Return all of the entries word for word, but omit the pictures they contain.

[Saved entries]
# # # # #
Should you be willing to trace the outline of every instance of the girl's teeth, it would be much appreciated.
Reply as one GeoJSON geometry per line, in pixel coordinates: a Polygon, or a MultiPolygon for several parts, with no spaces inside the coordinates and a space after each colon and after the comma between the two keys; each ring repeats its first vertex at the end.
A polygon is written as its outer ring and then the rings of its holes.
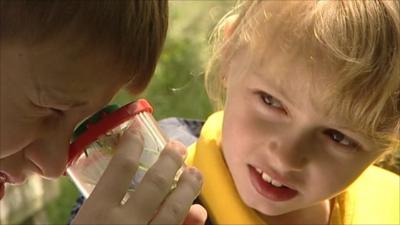
{"type": "Polygon", "coordinates": [[[262,173],[261,177],[263,180],[267,181],[268,183],[271,183],[271,181],[272,181],[272,178],[266,173],[262,173]]]}
{"type": "Polygon", "coordinates": [[[260,169],[258,169],[258,168],[256,168],[256,171],[257,171],[257,173],[259,173],[259,174],[262,173],[262,170],[260,170],[260,169]]]}
{"type": "Polygon", "coordinates": [[[258,173],[261,174],[261,177],[264,181],[274,185],[275,187],[282,187],[283,184],[279,183],[278,181],[272,180],[272,177],[269,176],[268,174],[262,172],[260,169],[256,169],[258,173]]]}
{"type": "Polygon", "coordinates": [[[271,184],[274,185],[275,187],[282,187],[281,183],[274,181],[274,180],[271,182],[271,184]]]}

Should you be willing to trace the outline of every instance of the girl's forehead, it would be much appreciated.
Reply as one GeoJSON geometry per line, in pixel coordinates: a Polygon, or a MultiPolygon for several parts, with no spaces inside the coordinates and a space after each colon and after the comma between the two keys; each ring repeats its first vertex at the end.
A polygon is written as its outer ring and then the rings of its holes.
{"type": "Polygon", "coordinates": [[[302,107],[312,108],[318,117],[335,118],[332,124],[348,124],[340,110],[331,112],[331,101],[336,91],[332,84],[339,79],[335,67],[322,60],[321,53],[314,47],[308,49],[304,43],[301,47],[296,43],[289,47],[281,40],[280,34],[265,39],[249,39],[249,44],[239,51],[241,59],[237,59],[237,63],[242,67],[236,72],[242,76],[257,74],[262,83],[269,83],[282,90],[280,92],[304,96],[307,101],[301,103],[302,107]],[[242,73],[244,71],[246,73],[242,73]]]}
{"type": "Polygon", "coordinates": [[[305,18],[305,10],[311,10],[312,4],[295,2],[282,6],[266,1],[259,5],[238,31],[239,43],[249,51],[250,67],[273,68],[277,74],[292,77],[307,74],[314,84],[310,88],[315,90],[340,78],[335,72],[339,65],[313,33],[313,20],[305,18]]]}

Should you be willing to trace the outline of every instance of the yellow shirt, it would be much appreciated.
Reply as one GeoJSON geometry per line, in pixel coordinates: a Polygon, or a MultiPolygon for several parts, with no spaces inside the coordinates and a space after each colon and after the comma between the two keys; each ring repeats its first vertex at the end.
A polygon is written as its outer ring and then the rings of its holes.
{"type": "MultiPolygon", "coordinates": [[[[214,224],[266,224],[236,191],[220,151],[223,113],[211,115],[186,163],[203,173],[200,200],[214,224]]],[[[370,166],[335,198],[330,224],[400,224],[399,176],[370,166]]]]}

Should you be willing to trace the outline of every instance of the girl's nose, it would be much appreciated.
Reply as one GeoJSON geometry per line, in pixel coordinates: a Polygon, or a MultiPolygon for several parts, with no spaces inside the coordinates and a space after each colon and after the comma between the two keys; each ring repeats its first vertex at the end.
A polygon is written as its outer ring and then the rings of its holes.
{"type": "Polygon", "coordinates": [[[268,143],[270,157],[279,168],[286,171],[300,171],[309,161],[309,150],[298,138],[274,138],[268,143]]]}

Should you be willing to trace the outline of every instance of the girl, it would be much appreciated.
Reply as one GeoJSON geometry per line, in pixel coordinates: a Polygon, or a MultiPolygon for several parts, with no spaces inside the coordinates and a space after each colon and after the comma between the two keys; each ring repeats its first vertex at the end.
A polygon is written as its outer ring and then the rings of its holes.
# # # # #
§ **EXERCISE ANSWER**:
Should you be willing to trace the outline of every instance of the girl's teeth, it would be much appreciated.
Reply as one GeoJSON geometry per line, in pixel coordinates: a Polygon, or a MultiPolygon for several parts, with no spaces inside the coordinates and a space after each colon and after the comma between the two keys; each ring repeats its first vertex at the end.
A polygon is written as its outer ring and then the rings of its holes.
{"type": "Polygon", "coordinates": [[[262,173],[261,177],[263,180],[267,181],[268,183],[271,183],[271,181],[272,181],[272,178],[266,173],[262,173]]]}
{"type": "Polygon", "coordinates": [[[260,169],[258,169],[258,168],[256,168],[256,171],[257,171],[257,173],[259,173],[259,174],[262,173],[262,170],[260,170],[260,169]]]}
{"type": "Polygon", "coordinates": [[[258,173],[261,174],[261,177],[264,181],[274,185],[275,187],[282,187],[283,184],[279,183],[278,181],[272,180],[272,177],[269,176],[268,174],[262,172],[260,169],[256,169],[258,173]]]}
{"type": "Polygon", "coordinates": [[[271,184],[274,185],[275,187],[282,187],[281,183],[274,181],[274,180],[271,182],[271,184]]]}

Should you be willing to trace the outline of every instance of the girl's forehead, it would be much appreciated.
Reply as one GeoJSON geometry per line, in pixel coordinates: a Polygon, or a MultiPolygon for several parts, with no spaces inside the coordinates and a space after each colon and after the comma between the two keys; each ring repeats its first vertex at the end.
A polygon is written as its outer ring and then the rings of its holes.
{"type": "Polygon", "coordinates": [[[302,107],[312,108],[318,117],[335,118],[332,124],[348,124],[340,110],[331,112],[331,101],[336,91],[332,84],[339,79],[335,67],[322,60],[321,53],[314,47],[308,49],[304,43],[301,47],[296,43],[289,47],[281,40],[280,34],[265,39],[249,39],[249,44],[239,51],[241,59],[237,59],[237,63],[242,67],[236,72],[242,76],[257,74],[262,83],[269,83],[282,90],[280,92],[304,96],[307,101],[301,103],[302,107]],[[242,73],[244,71],[246,73],[242,73]]]}
{"type": "Polygon", "coordinates": [[[305,18],[305,10],[311,10],[312,4],[295,2],[282,6],[266,1],[259,5],[238,31],[239,43],[249,51],[250,67],[273,68],[277,74],[292,77],[307,74],[314,84],[310,88],[315,90],[340,78],[335,72],[339,65],[313,33],[313,20],[305,18]]]}

Should you be willing to trace the outline of every instance of the yellow shirt, it would be much appreciated.
Reply as one GeoJSON geometry per line, in pixel coordinates: a Polygon, or a MultiPolygon for several parts, with no spaces inside the coordinates and a space after each colon and after the comma between the two keys; each ring repeats its first vertex at the end.
A polygon is written as its outer ring and then the rings of its holes.
{"type": "MultiPolygon", "coordinates": [[[[214,224],[266,224],[236,191],[220,151],[223,113],[211,115],[186,163],[203,173],[200,200],[214,224]]],[[[370,166],[335,198],[330,224],[400,224],[399,176],[370,166]]]]}

Should you be willing to trace the outline of every instance of the girl's nose, it would be much appreciated.
Reply as one GeoJSON geometry per line, in pixel coordinates: a Polygon, or a MultiPolygon for several parts, with no spaces inside the coordinates and a space after each colon and after the comma between the two keys; each ring repeats its first vertex at the end.
A polygon is written as its outer ring and then the rings of its holes.
{"type": "Polygon", "coordinates": [[[268,143],[270,157],[279,168],[286,171],[300,171],[309,161],[309,150],[298,138],[274,138],[268,143]]]}

Should you be willing to trace the outline of every instance of the girl, it would be much appreciated.
Reply as one GeoJSON geometry per line, in pixel coordinates: a Polygon, or a MultiPolygon for several parts, with no spaces inside the coordinates and a space after each colon and after the comma between the two keys; each ring repeats its first vertex at the end.
A polygon is written as its outer ring and then the rings of its holes.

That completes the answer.